------ Given records
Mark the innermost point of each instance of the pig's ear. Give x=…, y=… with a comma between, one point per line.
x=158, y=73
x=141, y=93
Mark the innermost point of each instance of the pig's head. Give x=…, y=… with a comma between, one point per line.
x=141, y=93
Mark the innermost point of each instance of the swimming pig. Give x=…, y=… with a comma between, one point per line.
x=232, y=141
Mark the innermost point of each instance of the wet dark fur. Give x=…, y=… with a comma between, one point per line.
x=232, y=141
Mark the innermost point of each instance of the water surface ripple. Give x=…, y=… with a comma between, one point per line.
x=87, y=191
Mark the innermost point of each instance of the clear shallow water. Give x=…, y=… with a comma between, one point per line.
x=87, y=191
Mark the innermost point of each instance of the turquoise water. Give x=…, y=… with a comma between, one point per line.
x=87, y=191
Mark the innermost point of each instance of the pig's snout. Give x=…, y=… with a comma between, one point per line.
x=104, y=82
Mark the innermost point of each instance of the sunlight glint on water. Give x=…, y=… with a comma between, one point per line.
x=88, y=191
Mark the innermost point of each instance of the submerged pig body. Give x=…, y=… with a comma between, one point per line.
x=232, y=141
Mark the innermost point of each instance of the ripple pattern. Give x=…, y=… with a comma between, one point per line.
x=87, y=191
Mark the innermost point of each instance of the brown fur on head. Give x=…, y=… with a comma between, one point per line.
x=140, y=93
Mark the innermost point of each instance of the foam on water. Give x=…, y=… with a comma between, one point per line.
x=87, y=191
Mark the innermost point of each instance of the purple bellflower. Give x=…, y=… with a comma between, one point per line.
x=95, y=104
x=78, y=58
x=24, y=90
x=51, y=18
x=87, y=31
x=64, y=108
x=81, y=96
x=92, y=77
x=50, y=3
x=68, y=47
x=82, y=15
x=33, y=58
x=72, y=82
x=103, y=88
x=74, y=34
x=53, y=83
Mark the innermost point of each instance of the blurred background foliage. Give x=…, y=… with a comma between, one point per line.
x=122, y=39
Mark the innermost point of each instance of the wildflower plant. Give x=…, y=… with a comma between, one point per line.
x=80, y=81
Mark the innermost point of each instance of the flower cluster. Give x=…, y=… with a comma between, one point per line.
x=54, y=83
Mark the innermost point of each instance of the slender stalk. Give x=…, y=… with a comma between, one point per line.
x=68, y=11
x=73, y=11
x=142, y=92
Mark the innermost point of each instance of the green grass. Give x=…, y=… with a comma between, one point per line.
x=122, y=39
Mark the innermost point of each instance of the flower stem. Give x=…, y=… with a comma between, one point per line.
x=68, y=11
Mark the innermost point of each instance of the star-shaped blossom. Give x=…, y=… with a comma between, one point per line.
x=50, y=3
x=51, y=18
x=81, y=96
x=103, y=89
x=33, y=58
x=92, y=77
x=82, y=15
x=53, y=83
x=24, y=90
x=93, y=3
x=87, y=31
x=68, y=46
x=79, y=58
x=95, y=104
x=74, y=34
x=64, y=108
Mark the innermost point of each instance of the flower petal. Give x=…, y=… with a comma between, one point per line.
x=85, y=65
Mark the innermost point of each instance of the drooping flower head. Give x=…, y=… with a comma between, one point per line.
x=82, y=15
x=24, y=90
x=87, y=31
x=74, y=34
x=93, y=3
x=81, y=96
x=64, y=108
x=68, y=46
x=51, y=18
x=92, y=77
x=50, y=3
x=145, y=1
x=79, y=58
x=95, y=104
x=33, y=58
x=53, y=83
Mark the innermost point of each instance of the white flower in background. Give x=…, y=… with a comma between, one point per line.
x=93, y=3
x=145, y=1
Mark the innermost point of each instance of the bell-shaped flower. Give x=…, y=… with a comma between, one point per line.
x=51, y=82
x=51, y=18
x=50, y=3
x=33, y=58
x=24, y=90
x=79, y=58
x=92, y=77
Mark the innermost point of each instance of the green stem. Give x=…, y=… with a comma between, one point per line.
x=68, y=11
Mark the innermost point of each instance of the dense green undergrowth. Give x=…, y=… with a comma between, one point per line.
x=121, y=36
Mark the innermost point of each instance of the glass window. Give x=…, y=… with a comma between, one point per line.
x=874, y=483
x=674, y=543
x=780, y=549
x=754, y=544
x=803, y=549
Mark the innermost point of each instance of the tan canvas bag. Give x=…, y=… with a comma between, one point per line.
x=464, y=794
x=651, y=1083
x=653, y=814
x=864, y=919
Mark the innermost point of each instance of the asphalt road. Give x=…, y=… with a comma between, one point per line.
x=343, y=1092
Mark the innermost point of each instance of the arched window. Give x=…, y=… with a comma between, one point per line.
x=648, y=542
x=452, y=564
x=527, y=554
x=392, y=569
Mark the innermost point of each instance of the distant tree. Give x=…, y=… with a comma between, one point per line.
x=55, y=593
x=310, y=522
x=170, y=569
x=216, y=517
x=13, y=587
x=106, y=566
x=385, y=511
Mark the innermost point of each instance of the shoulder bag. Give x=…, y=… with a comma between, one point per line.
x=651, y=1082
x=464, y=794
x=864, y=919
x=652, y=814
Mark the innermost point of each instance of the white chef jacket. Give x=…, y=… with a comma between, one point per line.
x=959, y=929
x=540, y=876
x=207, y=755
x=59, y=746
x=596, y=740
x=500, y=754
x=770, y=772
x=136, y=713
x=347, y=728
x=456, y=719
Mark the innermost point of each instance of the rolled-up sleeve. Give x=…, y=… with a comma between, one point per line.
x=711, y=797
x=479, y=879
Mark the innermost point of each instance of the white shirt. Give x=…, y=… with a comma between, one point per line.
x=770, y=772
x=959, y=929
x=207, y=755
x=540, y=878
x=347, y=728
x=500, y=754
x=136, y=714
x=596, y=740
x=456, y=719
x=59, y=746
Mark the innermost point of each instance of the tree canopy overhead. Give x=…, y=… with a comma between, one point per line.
------------
Without changing a word, restate the whole listing.

Mark the innermost point of each instance of the pig's ear. Give x=…, y=… with a comma between, one point per line.
x=158, y=73
x=141, y=93
Mark the innermost point of each instance of the pig's head. Give x=…, y=… with a comma between, one point per line.
x=141, y=93
Mark the innermost point of each instance of the swimming pig. Give x=…, y=… with a comma between, one point per line.
x=232, y=141
Mark the innermost point of each instance of the wet dark fur. Give x=…, y=… with a comma between, one point per line.
x=232, y=141
Mark the innermost point of each instance of the water surface ripple. Give x=…, y=… with a comma between, one point per line.
x=87, y=191
Mark the innermost point of each instance of the clear shallow water. Give x=…, y=… with a comma between, one point per line.
x=87, y=191
Mark the innermost point of each instance of the turquoise water. Give x=…, y=… with a comma between, one point per line.
x=87, y=191
Mark the innermost point of each instance of the pig's snout. Give x=…, y=… with a comma between, one point per line.
x=104, y=82
Mark the innermost point of each instance of the sunlight glint on water. Give x=…, y=… with a comma between, one point per line.
x=88, y=191
Mark the innermost point of each instance of the submerged pig body. Give x=…, y=… with a comma between, one point per line.
x=232, y=141
Mark the innermost point of each instance of the ripple pattern. Give x=…, y=… with a comma between, one point per line.
x=87, y=191
Mark the innermost point of each instance of the brown fur on head. Give x=…, y=… with a comma between, one point per line.
x=140, y=93
Mark the innermost point of each instance of the foam on water. Give x=…, y=… with a comma between, one point per line.
x=87, y=191
Mark the innermost point of each instance of the purple bellflower. Give x=…, y=… with a comma between, one point per line.
x=95, y=104
x=78, y=58
x=24, y=90
x=51, y=18
x=87, y=31
x=64, y=108
x=81, y=96
x=92, y=77
x=50, y=3
x=68, y=47
x=82, y=15
x=33, y=58
x=72, y=82
x=103, y=88
x=74, y=34
x=53, y=83
Mark the innermost point of each instance of the blurred background foliage. Give x=…, y=… with a comma between, one point per line.
x=122, y=39
Mark the innermost point of each instance of the wildflower plant. Give x=…, y=… with a comma between, one point per line.
x=80, y=81
Mark the innermost point of each instance of the flower cluster. Give x=…, y=… with a comma between, one point per line.
x=54, y=83
Mark the innermost point of each instance of the slender stalk. Give x=…, y=… with a comma between, one point per line.
x=68, y=11
x=73, y=11
x=142, y=92
Mark the innermost point of each instance of the green grass. Give x=…, y=… with a comma between, one point per line.
x=122, y=39
Mark the innermost point of each instance of the flower stem. Give x=…, y=… with a comma between, one point per line.
x=68, y=11
Mark the innermost point of each instance of the star-shaped blossom. Give x=…, y=… with a comma between, one point per line.
x=50, y=3
x=51, y=18
x=81, y=96
x=103, y=89
x=33, y=58
x=92, y=77
x=82, y=15
x=53, y=83
x=24, y=90
x=93, y=3
x=87, y=31
x=68, y=46
x=79, y=58
x=95, y=104
x=74, y=34
x=64, y=108
Mark the innermost point of each instance of the flower petal. Give x=…, y=… with a comma between, one point per line.
x=85, y=65
Mark the innermost point of each instance of the drooping flower head. Give x=…, y=… with a comma between, one point per line.
x=82, y=15
x=24, y=90
x=87, y=31
x=74, y=34
x=93, y=3
x=81, y=96
x=64, y=108
x=68, y=46
x=51, y=18
x=92, y=77
x=50, y=3
x=145, y=1
x=79, y=58
x=95, y=104
x=33, y=58
x=53, y=83
Mark the innermost point of each instance of the white flower in background. Give x=…, y=… with a comma between, one point per line.
x=93, y=3
x=145, y=1
Mark the innermost point of each instance of the bell-shaped flower. Give x=…, y=… with a comma between, one point per line.
x=51, y=82
x=51, y=18
x=50, y=3
x=33, y=58
x=24, y=90
x=79, y=58
x=92, y=77
Mark the innermost point of each instance of the green stem. Give x=…, y=… with a comma between, one point per line.
x=68, y=11
Mark the innermost point of each instance of the dense green undergrowth. Give x=…, y=… with a comma between, one point per line.
x=121, y=36
Mark the innermost point of each instance of the glass window. Give x=…, y=… with a comma between, one point per line.
x=874, y=483
x=674, y=543
x=780, y=549
x=754, y=544
x=803, y=549
Mark the innermost point of each instance of the tan canvas bag. Give x=…, y=… with a comma between, one point per line.
x=464, y=794
x=651, y=1083
x=653, y=814
x=864, y=919
Mark the innermost point of each instance of the asphalt road. Give x=…, y=… with a comma between, one point per line.
x=343, y=1092
Mark the innermost point of each instance of the arched window. Give x=…, y=… with a comma between, one point per line.
x=648, y=542
x=452, y=564
x=527, y=554
x=392, y=569
Mark the innermost point of each instance of the distant tree. Give x=…, y=… with a comma between, one point per line.
x=55, y=593
x=310, y=522
x=170, y=569
x=216, y=517
x=13, y=587
x=106, y=566
x=385, y=511
Mark the innermost point of each instance of the shoulder bag. Give x=…, y=… with a comma between, one point per line.
x=651, y=1082
x=464, y=794
x=864, y=919
x=652, y=814
Mark the innermost point of each instance of the white chef jacket. Give x=…, y=… with a comma between, one point per line.
x=959, y=929
x=540, y=876
x=207, y=755
x=59, y=746
x=596, y=740
x=500, y=754
x=770, y=772
x=136, y=713
x=347, y=728
x=456, y=719
Mark the innermost point of each instance of the rolled-up sleeve. Give x=…, y=… with a comma between, one point per line.
x=711, y=797
x=479, y=879
Mark the innermost point of each instance of the white shirt. Give x=…, y=… with a comma between, one point per line.
x=770, y=772
x=959, y=929
x=207, y=755
x=540, y=878
x=347, y=728
x=500, y=754
x=136, y=714
x=596, y=740
x=456, y=719
x=59, y=746
Mark the innermost point of each instance of the tree canopy overhead. Give x=…, y=… with a comma between, one point per line.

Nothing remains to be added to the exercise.